= Given problem =
Give only the number of lines below that contain the word "elderly", matching case exactly.

= Material provided =
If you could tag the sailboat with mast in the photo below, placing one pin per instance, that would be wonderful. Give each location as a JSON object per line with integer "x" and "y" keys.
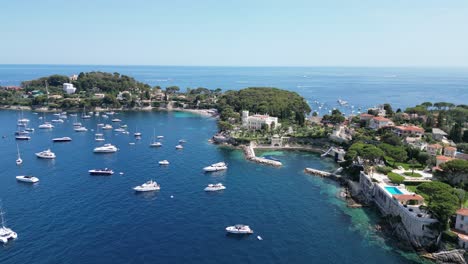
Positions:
{"x": 155, "y": 143}
{"x": 84, "y": 115}
{"x": 19, "y": 161}
{"x": 6, "y": 233}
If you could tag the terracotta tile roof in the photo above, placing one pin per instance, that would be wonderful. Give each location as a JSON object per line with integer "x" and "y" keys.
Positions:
{"x": 463, "y": 211}
{"x": 379, "y": 118}
{"x": 444, "y": 158}
{"x": 410, "y": 128}
{"x": 408, "y": 197}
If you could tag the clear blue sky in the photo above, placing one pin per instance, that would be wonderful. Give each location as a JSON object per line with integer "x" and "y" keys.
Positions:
{"x": 235, "y": 32}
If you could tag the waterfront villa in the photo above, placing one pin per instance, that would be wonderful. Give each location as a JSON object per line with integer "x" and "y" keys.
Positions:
{"x": 461, "y": 227}
{"x": 434, "y": 149}
{"x": 255, "y": 122}
{"x": 408, "y": 130}
{"x": 442, "y": 159}
{"x": 397, "y": 201}
{"x": 378, "y": 122}
{"x": 450, "y": 152}
{"x": 438, "y": 134}
{"x": 68, "y": 88}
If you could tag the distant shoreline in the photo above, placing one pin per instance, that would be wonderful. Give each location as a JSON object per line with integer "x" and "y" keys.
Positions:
{"x": 203, "y": 112}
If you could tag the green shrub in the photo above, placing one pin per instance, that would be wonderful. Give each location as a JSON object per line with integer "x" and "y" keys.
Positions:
{"x": 449, "y": 236}
{"x": 384, "y": 169}
{"x": 395, "y": 177}
{"x": 414, "y": 174}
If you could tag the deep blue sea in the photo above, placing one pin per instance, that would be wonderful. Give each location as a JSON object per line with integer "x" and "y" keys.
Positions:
{"x": 72, "y": 217}
{"x": 321, "y": 86}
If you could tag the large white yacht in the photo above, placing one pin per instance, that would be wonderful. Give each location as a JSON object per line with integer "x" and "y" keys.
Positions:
{"x": 105, "y": 171}
{"x": 216, "y": 167}
{"x": 62, "y": 139}
{"x": 27, "y": 178}
{"x": 107, "y": 127}
{"x": 239, "y": 229}
{"x": 107, "y": 148}
{"x": 147, "y": 187}
{"x": 80, "y": 129}
{"x": 46, "y": 154}
{"x": 46, "y": 125}
{"x": 99, "y": 137}
{"x": 215, "y": 187}
{"x": 163, "y": 162}
{"x": 5, "y": 232}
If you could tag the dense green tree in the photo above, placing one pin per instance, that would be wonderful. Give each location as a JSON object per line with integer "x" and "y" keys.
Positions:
{"x": 456, "y": 133}
{"x": 441, "y": 201}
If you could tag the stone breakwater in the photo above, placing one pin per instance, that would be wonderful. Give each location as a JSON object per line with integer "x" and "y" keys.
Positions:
{"x": 250, "y": 155}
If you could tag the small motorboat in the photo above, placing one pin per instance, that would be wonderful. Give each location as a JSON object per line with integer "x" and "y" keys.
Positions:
{"x": 46, "y": 154}
{"x": 46, "y": 126}
{"x": 62, "y": 139}
{"x": 27, "y": 178}
{"x": 156, "y": 144}
{"x": 215, "y": 187}
{"x": 107, "y": 148}
{"x": 216, "y": 167}
{"x": 239, "y": 229}
{"x": 104, "y": 172}
{"x": 147, "y": 187}
{"x": 6, "y": 233}
{"x": 163, "y": 162}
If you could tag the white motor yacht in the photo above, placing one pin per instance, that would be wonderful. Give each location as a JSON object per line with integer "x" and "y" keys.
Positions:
{"x": 215, "y": 187}
{"x": 147, "y": 187}
{"x": 5, "y": 232}
{"x": 80, "y": 129}
{"x": 163, "y": 162}
{"x": 216, "y": 167}
{"x": 107, "y": 148}
{"x": 105, "y": 171}
{"x": 46, "y": 154}
{"x": 27, "y": 178}
{"x": 99, "y": 137}
{"x": 156, "y": 144}
{"x": 62, "y": 139}
{"x": 46, "y": 125}
{"x": 239, "y": 229}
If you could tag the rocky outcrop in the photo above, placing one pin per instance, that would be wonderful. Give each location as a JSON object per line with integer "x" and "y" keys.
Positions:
{"x": 448, "y": 257}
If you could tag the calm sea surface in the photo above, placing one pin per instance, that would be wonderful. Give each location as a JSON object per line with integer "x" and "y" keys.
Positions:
{"x": 72, "y": 217}
{"x": 321, "y": 86}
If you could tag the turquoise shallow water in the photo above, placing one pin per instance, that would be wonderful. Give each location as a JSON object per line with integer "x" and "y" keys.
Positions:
{"x": 72, "y": 217}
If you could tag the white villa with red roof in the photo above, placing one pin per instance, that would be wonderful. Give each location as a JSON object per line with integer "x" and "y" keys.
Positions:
{"x": 379, "y": 122}
{"x": 408, "y": 130}
{"x": 255, "y": 122}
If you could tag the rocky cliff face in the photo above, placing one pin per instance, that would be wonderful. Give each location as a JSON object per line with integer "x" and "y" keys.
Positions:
{"x": 448, "y": 257}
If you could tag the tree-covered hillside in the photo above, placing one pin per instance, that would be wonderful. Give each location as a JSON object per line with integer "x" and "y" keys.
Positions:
{"x": 286, "y": 105}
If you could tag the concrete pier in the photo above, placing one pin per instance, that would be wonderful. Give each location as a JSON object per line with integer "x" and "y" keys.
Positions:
{"x": 250, "y": 155}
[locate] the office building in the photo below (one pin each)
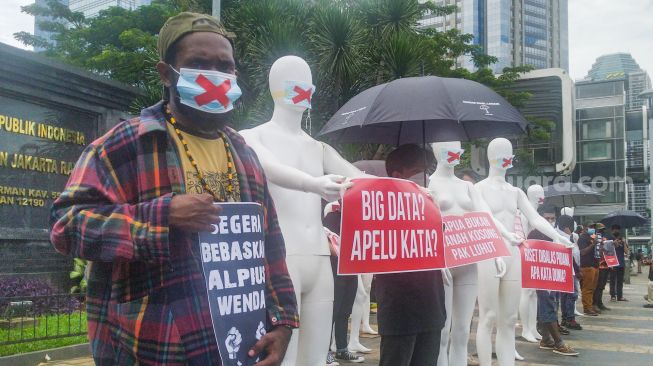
(517, 32)
(92, 8)
(615, 65)
(614, 118)
(47, 36)
(552, 100)
(601, 144)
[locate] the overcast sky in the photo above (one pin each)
(596, 27)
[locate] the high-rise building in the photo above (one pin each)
(91, 8)
(612, 66)
(614, 117)
(47, 36)
(517, 32)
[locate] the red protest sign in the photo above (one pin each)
(546, 266)
(471, 238)
(611, 260)
(389, 225)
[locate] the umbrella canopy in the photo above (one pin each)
(570, 194)
(625, 218)
(424, 109)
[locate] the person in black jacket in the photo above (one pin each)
(547, 315)
(344, 294)
(411, 310)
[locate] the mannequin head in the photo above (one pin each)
(535, 195)
(447, 154)
(499, 154)
(291, 84)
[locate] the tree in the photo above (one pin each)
(351, 45)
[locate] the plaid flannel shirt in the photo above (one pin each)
(146, 300)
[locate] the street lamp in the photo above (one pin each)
(215, 10)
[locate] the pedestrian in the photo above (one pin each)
(547, 315)
(649, 296)
(139, 195)
(344, 286)
(565, 224)
(604, 270)
(411, 310)
(588, 267)
(617, 273)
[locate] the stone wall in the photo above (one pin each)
(53, 89)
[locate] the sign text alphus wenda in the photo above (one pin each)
(389, 225)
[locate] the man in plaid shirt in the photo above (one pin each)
(127, 210)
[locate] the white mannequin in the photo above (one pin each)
(295, 165)
(528, 301)
(498, 298)
(455, 196)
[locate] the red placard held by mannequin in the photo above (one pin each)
(611, 260)
(546, 266)
(471, 238)
(389, 225)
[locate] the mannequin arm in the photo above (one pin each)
(327, 186)
(481, 205)
(336, 164)
(536, 221)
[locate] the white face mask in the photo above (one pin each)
(451, 156)
(504, 163)
(207, 90)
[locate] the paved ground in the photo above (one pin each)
(620, 337)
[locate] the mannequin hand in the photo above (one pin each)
(515, 239)
(564, 241)
(447, 278)
(328, 186)
(500, 265)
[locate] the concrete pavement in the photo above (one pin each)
(620, 337)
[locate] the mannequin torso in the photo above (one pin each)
(295, 165)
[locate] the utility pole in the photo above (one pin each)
(216, 9)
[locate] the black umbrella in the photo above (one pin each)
(625, 218)
(424, 109)
(570, 194)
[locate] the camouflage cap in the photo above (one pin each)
(184, 23)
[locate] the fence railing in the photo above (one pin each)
(36, 318)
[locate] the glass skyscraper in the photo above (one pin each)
(91, 8)
(614, 136)
(517, 32)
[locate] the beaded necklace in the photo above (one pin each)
(231, 173)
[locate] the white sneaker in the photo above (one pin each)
(349, 356)
(331, 360)
(358, 348)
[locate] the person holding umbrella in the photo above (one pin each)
(617, 273)
(411, 311)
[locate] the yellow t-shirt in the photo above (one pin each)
(211, 158)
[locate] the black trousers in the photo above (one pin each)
(420, 349)
(604, 275)
(617, 282)
(344, 294)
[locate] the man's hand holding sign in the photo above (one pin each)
(234, 270)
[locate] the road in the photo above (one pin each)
(620, 337)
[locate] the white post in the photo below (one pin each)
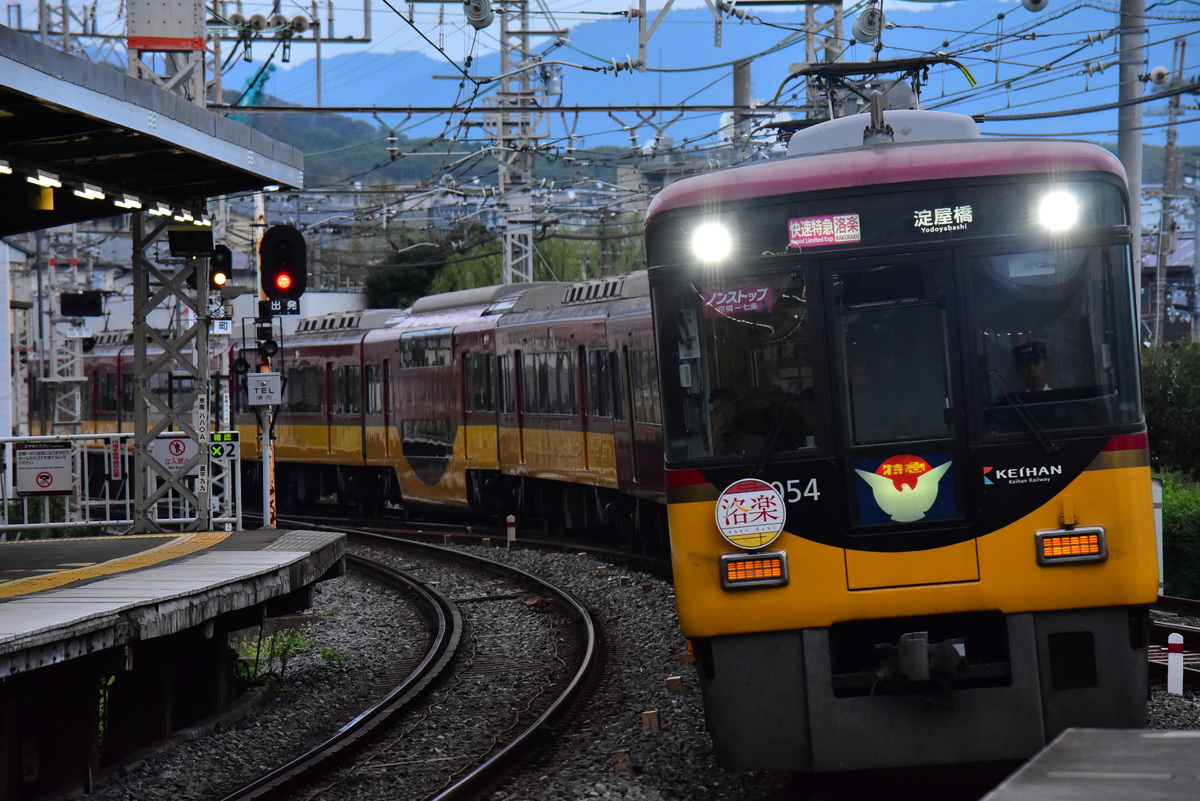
(1175, 664)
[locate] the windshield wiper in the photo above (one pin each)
(1023, 413)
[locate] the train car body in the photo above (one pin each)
(496, 401)
(909, 485)
(579, 408)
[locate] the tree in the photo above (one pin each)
(1170, 380)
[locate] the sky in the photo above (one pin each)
(1024, 62)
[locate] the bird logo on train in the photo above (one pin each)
(905, 486)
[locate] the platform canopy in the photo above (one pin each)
(89, 126)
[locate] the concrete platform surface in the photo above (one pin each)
(148, 589)
(1109, 765)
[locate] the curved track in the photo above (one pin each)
(448, 621)
(1189, 613)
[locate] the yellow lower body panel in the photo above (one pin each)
(999, 571)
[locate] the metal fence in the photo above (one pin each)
(84, 482)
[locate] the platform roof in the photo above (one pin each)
(89, 124)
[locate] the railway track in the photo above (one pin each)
(460, 658)
(1176, 616)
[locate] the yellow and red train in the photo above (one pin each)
(887, 396)
(907, 470)
(538, 401)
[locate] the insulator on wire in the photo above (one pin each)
(479, 13)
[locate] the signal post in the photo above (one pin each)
(283, 276)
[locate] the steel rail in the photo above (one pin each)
(491, 769)
(448, 620)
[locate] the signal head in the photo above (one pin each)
(220, 266)
(283, 263)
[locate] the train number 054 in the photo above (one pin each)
(792, 492)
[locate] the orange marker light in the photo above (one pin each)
(766, 568)
(1072, 546)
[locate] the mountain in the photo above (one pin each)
(409, 78)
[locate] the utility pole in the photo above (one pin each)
(1133, 58)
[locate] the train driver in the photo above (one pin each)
(1032, 366)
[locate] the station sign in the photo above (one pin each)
(226, 445)
(263, 389)
(279, 306)
(43, 468)
(174, 452)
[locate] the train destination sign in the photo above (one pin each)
(43, 468)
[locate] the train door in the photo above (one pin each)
(479, 407)
(581, 392)
(519, 401)
(624, 438)
(330, 399)
(900, 417)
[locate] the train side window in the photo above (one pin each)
(349, 390)
(646, 386)
(599, 385)
(507, 386)
(1049, 339)
(618, 386)
(480, 395)
(306, 389)
(373, 401)
(738, 354)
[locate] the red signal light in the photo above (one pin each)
(282, 263)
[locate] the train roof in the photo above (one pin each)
(359, 319)
(582, 293)
(478, 296)
(912, 157)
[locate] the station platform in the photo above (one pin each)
(1109, 765)
(67, 596)
(112, 644)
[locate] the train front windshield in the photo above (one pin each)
(977, 341)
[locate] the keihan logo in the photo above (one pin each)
(905, 487)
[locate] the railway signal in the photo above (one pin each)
(283, 263)
(220, 266)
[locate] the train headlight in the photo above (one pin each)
(712, 242)
(1059, 211)
(1071, 546)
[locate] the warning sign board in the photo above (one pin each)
(43, 468)
(174, 453)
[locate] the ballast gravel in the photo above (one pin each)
(359, 633)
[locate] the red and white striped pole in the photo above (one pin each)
(1175, 664)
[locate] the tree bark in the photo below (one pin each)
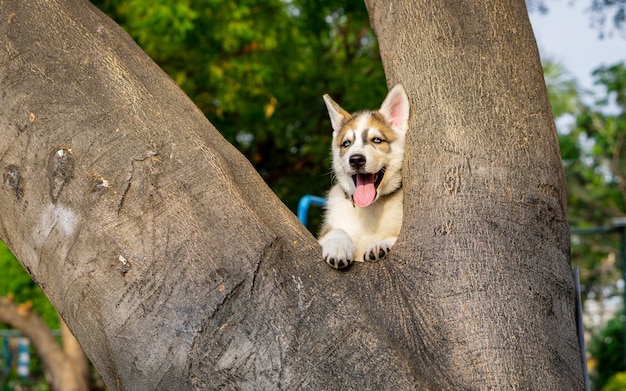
(74, 354)
(485, 240)
(177, 268)
(62, 374)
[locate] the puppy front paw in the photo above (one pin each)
(377, 250)
(337, 249)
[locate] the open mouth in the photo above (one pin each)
(365, 187)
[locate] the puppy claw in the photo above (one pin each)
(377, 251)
(338, 263)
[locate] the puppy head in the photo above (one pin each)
(368, 147)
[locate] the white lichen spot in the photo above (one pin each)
(63, 151)
(58, 218)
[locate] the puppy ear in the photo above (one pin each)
(336, 113)
(395, 109)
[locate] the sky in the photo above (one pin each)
(565, 34)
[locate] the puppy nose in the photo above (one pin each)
(357, 161)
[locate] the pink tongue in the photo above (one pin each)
(365, 191)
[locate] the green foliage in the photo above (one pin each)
(17, 283)
(258, 70)
(607, 350)
(616, 383)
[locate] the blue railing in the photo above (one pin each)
(304, 205)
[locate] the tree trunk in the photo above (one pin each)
(177, 268)
(74, 354)
(485, 240)
(62, 374)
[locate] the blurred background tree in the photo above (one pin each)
(258, 68)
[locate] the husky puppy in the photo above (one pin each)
(364, 208)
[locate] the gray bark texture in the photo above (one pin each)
(176, 267)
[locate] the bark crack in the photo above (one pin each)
(129, 180)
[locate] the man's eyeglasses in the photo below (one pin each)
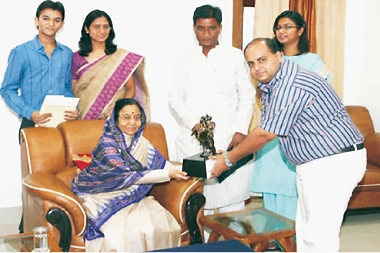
(285, 27)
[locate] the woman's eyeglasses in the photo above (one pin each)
(285, 27)
(104, 27)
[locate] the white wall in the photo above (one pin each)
(159, 30)
(362, 54)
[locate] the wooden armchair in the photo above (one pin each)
(48, 169)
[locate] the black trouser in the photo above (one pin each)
(24, 124)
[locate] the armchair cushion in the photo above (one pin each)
(372, 144)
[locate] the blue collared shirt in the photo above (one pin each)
(31, 75)
(306, 114)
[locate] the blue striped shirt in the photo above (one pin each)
(31, 75)
(306, 114)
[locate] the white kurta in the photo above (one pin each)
(218, 85)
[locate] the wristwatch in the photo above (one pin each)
(227, 160)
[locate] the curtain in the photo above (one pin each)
(307, 9)
(330, 39)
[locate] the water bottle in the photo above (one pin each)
(40, 239)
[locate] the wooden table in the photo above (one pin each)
(24, 243)
(254, 227)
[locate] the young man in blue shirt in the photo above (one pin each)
(37, 68)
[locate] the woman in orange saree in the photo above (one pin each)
(102, 73)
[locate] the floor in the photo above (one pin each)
(360, 231)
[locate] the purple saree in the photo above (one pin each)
(111, 176)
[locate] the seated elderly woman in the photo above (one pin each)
(114, 187)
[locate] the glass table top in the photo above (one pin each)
(257, 221)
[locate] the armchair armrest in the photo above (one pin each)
(184, 200)
(62, 207)
(372, 144)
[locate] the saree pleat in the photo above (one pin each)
(102, 83)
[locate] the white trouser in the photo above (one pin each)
(325, 187)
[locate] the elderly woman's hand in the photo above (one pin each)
(178, 174)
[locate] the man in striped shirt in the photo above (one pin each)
(315, 132)
(39, 67)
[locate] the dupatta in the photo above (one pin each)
(101, 84)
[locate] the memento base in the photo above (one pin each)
(195, 165)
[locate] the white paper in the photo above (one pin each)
(57, 105)
(209, 166)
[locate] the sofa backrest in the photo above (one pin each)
(81, 137)
(42, 149)
(361, 118)
(52, 149)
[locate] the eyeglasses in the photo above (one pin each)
(129, 118)
(104, 27)
(286, 27)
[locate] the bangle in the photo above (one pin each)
(227, 160)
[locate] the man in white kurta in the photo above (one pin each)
(214, 79)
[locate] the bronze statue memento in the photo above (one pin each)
(196, 165)
(205, 135)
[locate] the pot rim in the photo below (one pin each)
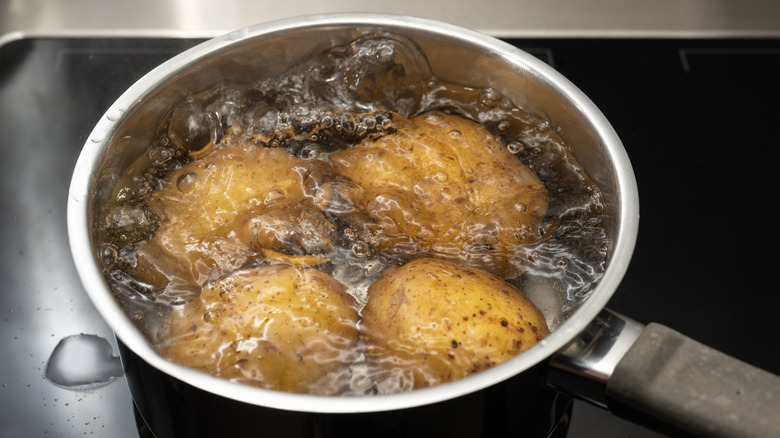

= Exercise solution =
2